[Items from a dataset]
*** Block opens ***
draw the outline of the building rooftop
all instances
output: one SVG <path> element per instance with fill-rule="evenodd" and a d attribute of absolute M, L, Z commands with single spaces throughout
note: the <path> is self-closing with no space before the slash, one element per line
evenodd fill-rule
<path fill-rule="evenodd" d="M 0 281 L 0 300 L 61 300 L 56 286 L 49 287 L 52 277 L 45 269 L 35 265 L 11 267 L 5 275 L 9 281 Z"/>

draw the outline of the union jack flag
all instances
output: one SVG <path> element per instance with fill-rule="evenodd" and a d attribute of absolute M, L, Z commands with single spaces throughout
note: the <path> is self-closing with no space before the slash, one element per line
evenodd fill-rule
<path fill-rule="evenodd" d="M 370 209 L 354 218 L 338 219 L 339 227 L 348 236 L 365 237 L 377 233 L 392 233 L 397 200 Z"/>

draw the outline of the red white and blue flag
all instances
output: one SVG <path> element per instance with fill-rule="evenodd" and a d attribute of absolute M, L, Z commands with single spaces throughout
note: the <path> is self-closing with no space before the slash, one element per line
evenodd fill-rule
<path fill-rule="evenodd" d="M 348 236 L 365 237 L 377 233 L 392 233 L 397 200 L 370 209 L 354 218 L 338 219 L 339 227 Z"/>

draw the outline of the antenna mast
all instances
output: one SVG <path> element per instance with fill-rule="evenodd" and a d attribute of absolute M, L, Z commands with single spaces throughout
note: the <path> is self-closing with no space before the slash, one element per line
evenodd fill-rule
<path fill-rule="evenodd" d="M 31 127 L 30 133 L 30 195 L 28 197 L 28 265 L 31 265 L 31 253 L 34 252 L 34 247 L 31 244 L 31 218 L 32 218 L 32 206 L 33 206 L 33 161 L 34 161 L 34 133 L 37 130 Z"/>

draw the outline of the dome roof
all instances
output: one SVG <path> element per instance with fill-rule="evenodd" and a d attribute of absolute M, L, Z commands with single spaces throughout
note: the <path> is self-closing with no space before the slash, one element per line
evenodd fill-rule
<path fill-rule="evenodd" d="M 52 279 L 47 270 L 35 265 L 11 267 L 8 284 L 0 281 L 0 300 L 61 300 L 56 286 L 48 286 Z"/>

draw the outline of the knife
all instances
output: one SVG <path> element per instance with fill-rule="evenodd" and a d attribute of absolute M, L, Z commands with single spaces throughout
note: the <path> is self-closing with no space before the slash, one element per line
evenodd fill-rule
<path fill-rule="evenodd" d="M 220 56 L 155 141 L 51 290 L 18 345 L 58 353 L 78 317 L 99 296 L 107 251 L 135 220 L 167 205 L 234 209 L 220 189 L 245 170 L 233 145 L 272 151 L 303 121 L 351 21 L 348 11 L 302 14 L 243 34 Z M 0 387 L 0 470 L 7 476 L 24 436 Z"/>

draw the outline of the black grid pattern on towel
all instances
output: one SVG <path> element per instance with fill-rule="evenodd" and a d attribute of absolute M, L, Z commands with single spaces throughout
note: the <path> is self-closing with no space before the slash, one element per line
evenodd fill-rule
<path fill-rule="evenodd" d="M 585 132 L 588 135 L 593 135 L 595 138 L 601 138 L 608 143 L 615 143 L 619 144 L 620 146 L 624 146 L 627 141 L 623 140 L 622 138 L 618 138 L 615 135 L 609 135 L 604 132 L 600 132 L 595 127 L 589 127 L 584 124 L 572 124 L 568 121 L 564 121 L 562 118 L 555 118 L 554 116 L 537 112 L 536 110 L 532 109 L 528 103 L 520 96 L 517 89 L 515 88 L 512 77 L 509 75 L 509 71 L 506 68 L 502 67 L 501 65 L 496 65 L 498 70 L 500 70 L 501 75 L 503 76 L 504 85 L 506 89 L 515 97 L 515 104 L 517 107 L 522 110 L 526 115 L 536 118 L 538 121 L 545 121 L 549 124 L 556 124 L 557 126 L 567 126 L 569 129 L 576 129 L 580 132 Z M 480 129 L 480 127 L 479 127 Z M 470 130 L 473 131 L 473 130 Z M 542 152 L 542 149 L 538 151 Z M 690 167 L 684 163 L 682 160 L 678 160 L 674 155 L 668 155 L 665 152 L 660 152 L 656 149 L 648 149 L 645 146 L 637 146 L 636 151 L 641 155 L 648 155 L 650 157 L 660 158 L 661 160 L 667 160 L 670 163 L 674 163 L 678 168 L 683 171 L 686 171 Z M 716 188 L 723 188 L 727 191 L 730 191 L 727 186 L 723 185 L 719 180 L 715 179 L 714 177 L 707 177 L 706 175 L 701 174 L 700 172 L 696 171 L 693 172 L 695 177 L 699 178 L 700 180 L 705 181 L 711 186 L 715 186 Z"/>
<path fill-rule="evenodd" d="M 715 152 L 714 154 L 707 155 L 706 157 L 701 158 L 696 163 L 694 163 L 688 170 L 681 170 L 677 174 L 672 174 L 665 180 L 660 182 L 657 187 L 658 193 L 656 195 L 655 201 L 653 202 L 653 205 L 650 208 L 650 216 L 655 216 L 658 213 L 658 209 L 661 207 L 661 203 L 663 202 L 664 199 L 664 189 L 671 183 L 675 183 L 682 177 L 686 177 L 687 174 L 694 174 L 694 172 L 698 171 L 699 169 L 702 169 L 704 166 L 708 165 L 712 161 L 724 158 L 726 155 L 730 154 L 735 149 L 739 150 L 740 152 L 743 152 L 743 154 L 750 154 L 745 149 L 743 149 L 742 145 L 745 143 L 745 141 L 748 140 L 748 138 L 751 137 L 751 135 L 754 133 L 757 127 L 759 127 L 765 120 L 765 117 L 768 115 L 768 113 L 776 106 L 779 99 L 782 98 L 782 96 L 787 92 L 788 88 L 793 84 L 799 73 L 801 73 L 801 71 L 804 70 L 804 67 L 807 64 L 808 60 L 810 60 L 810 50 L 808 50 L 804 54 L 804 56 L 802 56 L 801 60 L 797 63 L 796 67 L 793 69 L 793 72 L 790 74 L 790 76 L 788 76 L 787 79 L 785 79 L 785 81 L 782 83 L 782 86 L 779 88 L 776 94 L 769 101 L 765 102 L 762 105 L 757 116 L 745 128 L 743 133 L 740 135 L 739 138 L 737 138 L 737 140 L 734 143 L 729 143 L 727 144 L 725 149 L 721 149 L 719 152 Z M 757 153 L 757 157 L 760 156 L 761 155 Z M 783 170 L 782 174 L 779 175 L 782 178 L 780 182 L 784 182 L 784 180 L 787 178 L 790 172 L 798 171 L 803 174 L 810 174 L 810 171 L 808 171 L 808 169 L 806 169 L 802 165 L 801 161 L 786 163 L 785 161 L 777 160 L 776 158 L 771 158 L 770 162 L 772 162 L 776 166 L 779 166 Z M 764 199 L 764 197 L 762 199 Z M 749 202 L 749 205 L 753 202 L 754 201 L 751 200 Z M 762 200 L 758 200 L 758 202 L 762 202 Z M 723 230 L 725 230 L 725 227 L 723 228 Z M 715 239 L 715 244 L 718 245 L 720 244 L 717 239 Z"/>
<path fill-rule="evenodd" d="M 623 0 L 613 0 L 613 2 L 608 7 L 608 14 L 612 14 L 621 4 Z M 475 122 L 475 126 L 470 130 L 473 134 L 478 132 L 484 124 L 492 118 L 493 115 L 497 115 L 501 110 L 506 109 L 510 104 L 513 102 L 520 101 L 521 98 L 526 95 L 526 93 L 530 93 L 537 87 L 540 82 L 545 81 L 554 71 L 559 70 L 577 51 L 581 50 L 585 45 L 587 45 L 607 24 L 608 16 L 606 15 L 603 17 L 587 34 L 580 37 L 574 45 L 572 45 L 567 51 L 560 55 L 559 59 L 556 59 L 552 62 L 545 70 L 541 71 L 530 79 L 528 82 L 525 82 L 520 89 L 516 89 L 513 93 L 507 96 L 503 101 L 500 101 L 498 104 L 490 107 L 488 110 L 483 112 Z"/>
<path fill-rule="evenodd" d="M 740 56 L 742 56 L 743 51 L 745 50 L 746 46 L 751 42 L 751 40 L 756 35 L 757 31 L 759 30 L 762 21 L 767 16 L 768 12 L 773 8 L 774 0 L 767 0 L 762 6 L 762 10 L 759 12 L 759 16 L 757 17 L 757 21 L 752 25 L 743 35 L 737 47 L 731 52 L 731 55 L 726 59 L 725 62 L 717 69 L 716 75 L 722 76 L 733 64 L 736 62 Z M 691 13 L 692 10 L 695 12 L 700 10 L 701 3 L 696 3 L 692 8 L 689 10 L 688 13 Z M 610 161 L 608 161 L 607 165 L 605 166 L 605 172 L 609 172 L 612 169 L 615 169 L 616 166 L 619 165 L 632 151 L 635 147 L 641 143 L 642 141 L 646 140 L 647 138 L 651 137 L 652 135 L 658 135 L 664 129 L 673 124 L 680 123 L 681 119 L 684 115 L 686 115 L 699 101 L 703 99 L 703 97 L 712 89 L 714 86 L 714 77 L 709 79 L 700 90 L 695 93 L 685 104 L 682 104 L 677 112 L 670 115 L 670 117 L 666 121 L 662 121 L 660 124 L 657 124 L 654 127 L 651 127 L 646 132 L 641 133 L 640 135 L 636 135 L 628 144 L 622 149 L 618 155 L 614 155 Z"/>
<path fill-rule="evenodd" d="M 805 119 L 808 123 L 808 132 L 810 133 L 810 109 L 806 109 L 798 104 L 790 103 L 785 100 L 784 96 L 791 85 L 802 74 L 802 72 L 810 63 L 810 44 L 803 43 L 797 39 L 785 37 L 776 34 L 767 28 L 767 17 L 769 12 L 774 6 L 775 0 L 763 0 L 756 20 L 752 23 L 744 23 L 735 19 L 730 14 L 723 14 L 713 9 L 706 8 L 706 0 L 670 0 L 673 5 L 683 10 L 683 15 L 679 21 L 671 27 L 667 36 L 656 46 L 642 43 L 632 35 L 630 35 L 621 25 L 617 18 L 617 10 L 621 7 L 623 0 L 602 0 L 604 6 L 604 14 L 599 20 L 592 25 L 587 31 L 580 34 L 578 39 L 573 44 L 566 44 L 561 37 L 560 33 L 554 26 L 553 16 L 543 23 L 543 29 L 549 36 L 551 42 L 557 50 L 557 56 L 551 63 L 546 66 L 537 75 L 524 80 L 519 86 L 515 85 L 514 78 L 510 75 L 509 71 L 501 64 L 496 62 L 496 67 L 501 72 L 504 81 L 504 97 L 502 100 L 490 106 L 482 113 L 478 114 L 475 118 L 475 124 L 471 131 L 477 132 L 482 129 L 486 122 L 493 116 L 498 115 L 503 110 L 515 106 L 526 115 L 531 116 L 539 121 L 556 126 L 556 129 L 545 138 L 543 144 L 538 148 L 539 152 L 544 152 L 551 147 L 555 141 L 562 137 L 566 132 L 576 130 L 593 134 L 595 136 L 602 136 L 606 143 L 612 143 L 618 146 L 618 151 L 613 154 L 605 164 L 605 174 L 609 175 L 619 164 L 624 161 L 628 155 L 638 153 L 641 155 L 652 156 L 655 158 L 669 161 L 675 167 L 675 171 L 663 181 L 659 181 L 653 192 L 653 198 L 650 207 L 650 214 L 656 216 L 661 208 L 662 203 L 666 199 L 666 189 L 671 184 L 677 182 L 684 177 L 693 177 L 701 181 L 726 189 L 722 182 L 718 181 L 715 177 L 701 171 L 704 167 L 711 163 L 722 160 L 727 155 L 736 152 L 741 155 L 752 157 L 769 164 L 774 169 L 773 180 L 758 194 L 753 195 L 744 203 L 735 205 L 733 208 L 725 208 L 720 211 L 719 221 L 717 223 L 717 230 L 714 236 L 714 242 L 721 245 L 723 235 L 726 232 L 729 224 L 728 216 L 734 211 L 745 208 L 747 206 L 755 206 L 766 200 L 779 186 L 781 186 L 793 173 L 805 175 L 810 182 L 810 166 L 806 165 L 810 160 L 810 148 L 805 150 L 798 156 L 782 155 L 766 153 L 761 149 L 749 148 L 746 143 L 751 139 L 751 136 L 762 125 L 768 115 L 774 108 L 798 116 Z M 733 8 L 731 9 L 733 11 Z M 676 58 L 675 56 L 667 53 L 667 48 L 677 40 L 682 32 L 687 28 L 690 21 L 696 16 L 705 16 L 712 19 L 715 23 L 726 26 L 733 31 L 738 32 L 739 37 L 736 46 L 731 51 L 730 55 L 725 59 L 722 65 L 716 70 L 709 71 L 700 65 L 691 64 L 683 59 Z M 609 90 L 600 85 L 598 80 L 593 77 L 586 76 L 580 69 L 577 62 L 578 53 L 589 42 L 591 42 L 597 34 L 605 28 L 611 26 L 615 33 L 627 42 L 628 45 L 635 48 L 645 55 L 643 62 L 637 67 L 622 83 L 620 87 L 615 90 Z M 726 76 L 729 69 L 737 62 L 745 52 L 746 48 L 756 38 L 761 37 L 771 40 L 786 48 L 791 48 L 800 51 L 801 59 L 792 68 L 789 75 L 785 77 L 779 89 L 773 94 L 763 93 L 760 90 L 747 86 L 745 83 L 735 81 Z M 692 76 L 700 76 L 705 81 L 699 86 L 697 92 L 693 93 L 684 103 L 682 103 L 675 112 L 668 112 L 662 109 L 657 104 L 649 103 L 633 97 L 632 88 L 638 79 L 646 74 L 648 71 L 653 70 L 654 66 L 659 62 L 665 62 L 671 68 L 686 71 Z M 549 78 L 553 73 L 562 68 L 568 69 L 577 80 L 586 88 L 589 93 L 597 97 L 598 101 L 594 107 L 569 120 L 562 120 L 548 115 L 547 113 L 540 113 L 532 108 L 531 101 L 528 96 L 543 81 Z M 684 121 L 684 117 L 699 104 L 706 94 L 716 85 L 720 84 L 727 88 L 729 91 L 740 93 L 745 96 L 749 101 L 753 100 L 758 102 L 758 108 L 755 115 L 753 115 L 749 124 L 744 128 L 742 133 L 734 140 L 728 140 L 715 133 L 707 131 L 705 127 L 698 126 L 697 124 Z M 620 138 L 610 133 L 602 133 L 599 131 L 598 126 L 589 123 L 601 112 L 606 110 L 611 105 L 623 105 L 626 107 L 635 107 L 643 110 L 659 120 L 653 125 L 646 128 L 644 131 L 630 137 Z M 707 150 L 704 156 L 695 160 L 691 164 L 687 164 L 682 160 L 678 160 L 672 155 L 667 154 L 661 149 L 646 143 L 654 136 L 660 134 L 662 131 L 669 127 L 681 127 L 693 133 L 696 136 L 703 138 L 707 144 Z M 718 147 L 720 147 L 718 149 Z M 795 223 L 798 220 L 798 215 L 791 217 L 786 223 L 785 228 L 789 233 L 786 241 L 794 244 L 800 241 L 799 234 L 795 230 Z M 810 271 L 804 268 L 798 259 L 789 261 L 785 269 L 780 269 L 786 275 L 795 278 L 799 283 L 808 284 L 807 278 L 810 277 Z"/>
*** Block closes ***
Directions> Filter the records, keeping only lines that contain "draw", and show those lines.

Reply to the task>
draw the outline of the building rooftop
draw the outline of the union jack flag
draw the outline of the red white and blue flag
draw the outline of the antenna mast
draw the outline of the dome roof
draw the outline of the knife
draw the outline of the black grid pattern on towel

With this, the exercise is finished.